# [Task instructions]
In full and without alteration, repeat the material.
=-=-=-=-=
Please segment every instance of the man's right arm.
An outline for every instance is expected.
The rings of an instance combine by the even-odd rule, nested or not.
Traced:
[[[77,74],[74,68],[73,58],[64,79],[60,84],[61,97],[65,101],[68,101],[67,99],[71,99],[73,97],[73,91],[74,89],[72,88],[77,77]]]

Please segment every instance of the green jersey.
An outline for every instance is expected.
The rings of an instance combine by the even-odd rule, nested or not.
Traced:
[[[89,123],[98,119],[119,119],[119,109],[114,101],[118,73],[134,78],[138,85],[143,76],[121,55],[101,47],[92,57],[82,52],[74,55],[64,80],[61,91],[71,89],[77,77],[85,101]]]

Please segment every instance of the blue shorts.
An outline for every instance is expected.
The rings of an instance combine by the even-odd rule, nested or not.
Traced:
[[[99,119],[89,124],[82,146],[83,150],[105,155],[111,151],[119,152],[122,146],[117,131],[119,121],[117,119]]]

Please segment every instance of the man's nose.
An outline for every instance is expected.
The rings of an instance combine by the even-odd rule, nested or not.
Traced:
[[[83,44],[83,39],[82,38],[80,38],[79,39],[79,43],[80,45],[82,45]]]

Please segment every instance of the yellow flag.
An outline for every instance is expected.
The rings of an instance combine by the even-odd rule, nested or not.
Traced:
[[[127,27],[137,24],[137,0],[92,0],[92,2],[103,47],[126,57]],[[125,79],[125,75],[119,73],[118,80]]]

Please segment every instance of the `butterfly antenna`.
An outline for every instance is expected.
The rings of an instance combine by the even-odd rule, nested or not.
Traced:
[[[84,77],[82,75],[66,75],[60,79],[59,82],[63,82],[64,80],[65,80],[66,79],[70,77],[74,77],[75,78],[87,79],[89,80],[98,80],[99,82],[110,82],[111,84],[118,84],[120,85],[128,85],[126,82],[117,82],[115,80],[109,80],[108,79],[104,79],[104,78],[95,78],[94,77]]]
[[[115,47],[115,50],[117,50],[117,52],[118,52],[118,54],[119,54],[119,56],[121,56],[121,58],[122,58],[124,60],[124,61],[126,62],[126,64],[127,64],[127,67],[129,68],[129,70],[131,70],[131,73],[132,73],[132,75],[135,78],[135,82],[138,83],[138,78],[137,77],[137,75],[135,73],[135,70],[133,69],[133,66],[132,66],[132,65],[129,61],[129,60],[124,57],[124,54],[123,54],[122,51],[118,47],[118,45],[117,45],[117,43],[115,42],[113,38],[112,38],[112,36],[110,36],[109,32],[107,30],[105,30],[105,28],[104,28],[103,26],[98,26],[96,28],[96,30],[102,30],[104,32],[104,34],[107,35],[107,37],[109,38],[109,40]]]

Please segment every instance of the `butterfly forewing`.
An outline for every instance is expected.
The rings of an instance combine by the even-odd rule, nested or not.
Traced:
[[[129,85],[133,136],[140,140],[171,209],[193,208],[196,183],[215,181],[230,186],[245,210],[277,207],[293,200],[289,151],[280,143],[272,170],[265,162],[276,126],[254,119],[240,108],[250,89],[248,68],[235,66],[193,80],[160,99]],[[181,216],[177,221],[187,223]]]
=-=-=-=-=
# [Expected answer]
Please segment every instance of the man's right arm.
An outline for every instance is expected.
The rings of an instance combine by the even-odd rule, nested or not.
Traced:
[[[77,74],[74,68],[73,58],[64,79],[60,84],[61,97],[65,101],[68,101],[67,99],[71,99],[73,97],[73,91],[74,89],[72,88],[77,77]]]

Please segment every instance of the green jersey.
An outline for every instance is expected.
The rings of an instance combine by the even-odd rule, nested or not.
Traced:
[[[89,123],[98,119],[119,119],[119,109],[114,101],[118,73],[134,78],[138,85],[143,76],[121,55],[101,47],[92,57],[82,52],[74,55],[64,80],[61,91],[71,89],[77,77],[85,101]]]

Please segment every instance of the blue shorts.
An outline for every instance is expected.
The rings of an instance combine by the even-odd rule, nested or not.
Traced:
[[[99,119],[89,124],[82,146],[83,150],[105,155],[111,151],[119,152],[122,146],[117,131],[119,121],[117,119]]]

Please segment every instance of the man's nose.
An outline for every instance is expected.
The rings of an instance combine by the even-odd rule, nested or not.
Traced:
[[[83,44],[83,39],[82,38],[80,38],[79,39],[79,43],[80,45],[82,45]]]

Please segment every instance of the yellow flag.
An outline for every instance is expected.
The rings of an instance combine by the even-odd rule, nested or not.
Traced:
[[[127,27],[137,24],[137,0],[92,0],[92,2],[103,47],[126,57]],[[125,79],[125,75],[119,73],[118,80]]]

Please segment every instance of the `butterfly antenna`.
An outline for every instance is expected.
The rings of an instance combine by the even-odd rule, nested or not.
Traced:
[[[84,77],[82,75],[66,75],[60,79],[59,82],[63,82],[64,80],[65,80],[66,79],[70,77],[74,77],[75,78],[87,79],[89,80],[98,80],[99,82],[110,82],[111,84],[118,84],[120,85],[128,85],[126,82],[117,82],[115,80],[109,80],[108,79],[104,79],[104,78],[95,78],[94,77]]]
[[[115,47],[115,50],[117,50],[117,52],[118,52],[118,54],[119,54],[119,56],[121,56],[121,58],[122,58],[124,60],[124,61],[126,62],[126,64],[127,64],[127,67],[129,68],[129,70],[131,70],[131,73],[132,73],[132,75],[135,78],[135,82],[138,83],[138,78],[137,77],[137,75],[135,73],[135,70],[133,69],[133,66],[132,66],[132,65],[129,61],[129,60],[124,57],[124,54],[123,54],[122,51],[118,47],[118,45],[117,45],[117,43],[115,42],[113,38],[112,38],[112,36],[110,36],[109,32],[107,30],[105,30],[105,28],[104,28],[103,26],[98,26],[96,28],[96,30],[102,30],[104,32],[104,34],[107,35],[107,37],[109,38],[109,40]]]

Please segment every instance of the `butterfly forewing`.
An outline for every instance is expected.
The rings of an instance combine by the even-odd rule, nested or not.
Traced:
[[[129,85],[133,136],[140,140],[171,209],[193,208],[196,183],[215,181],[230,186],[245,210],[277,207],[293,200],[289,151],[280,143],[272,170],[265,162],[276,126],[254,119],[240,108],[250,89],[248,68],[235,66],[193,80],[160,99]],[[181,216],[177,221],[187,223]]]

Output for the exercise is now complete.